▶ **Task description**:
Quote the records word for word, from the line containing "Objective - one point per instance of the church spire" through the line containing "Objective - one point per instance of the cow's reflection", both included. Leave the pictures out.

▶ **The input**:
-----
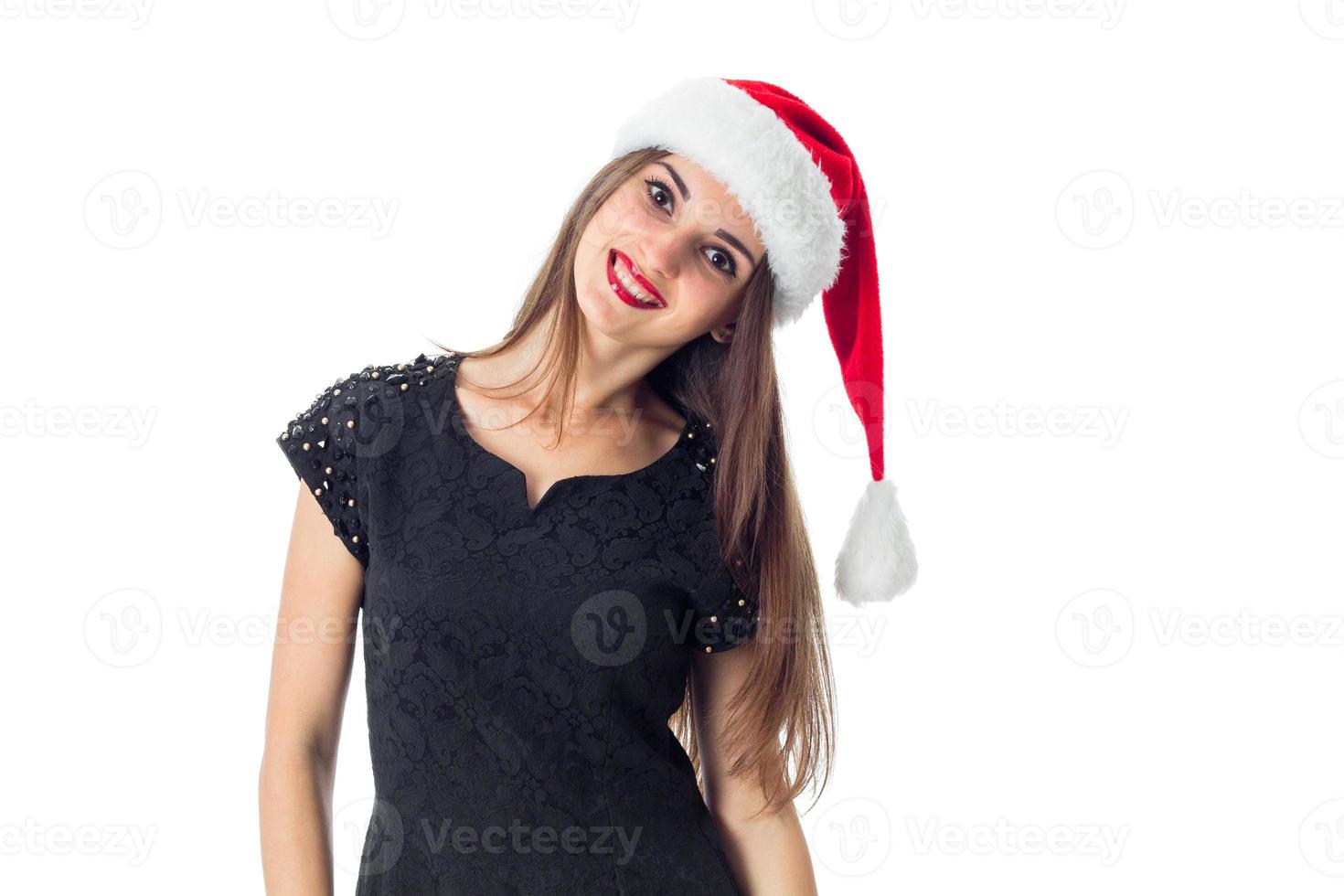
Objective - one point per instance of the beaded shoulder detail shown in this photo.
-----
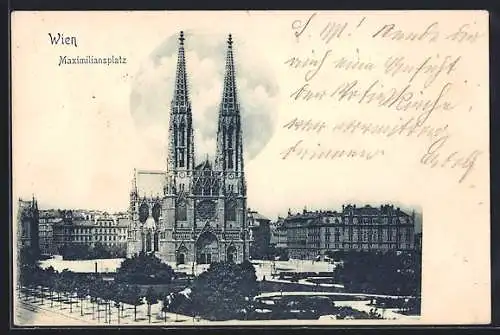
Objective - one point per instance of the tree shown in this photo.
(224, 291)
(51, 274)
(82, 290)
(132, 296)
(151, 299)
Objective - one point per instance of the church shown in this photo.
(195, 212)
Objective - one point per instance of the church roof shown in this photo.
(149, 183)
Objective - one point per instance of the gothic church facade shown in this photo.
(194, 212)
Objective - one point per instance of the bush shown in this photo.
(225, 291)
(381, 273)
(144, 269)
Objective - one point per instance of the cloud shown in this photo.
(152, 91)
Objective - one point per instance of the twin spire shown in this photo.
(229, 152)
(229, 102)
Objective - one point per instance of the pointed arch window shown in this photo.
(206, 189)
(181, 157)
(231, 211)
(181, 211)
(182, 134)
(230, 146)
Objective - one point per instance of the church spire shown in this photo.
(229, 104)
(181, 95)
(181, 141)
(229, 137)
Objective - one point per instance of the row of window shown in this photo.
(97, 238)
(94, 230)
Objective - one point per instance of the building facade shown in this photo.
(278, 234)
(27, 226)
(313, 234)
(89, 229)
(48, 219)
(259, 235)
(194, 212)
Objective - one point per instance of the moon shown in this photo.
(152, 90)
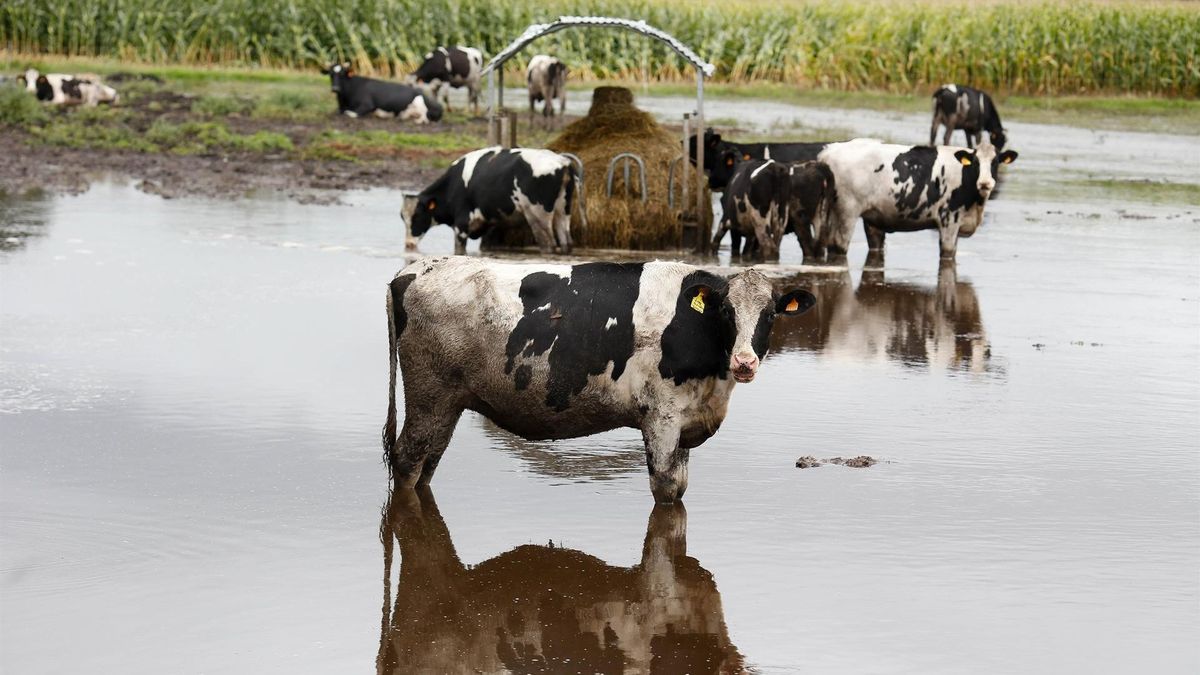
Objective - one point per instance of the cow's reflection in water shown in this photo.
-----
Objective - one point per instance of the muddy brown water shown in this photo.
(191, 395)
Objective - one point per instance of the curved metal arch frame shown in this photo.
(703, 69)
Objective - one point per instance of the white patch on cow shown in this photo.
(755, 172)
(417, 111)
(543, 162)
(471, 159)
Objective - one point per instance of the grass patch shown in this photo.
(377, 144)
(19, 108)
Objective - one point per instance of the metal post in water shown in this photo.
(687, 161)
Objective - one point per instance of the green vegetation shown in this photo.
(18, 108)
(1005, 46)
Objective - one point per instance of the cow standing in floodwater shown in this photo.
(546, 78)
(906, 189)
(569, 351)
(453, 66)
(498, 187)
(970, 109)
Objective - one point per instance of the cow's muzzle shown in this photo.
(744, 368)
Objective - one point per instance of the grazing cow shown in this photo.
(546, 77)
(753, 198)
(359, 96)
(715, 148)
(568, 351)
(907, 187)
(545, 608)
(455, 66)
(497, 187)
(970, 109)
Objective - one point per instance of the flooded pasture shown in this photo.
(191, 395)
-----
▶ **Correct output**:
Objective - one point per instance of the church spire shown in this photo.
(229, 104)
(181, 95)
(181, 141)
(229, 137)
Objective - one point per instance of the row of window shown in this photo.
(97, 238)
(94, 230)
Objective - one point per instance of the building facade shown in this photo.
(278, 234)
(27, 226)
(313, 234)
(89, 229)
(48, 219)
(259, 235)
(194, 212)
Objective - one point per instance of the moon shown in this photo.
(152, 90)
Objective - one point per instance of the cow's reflection in water shown in this photo.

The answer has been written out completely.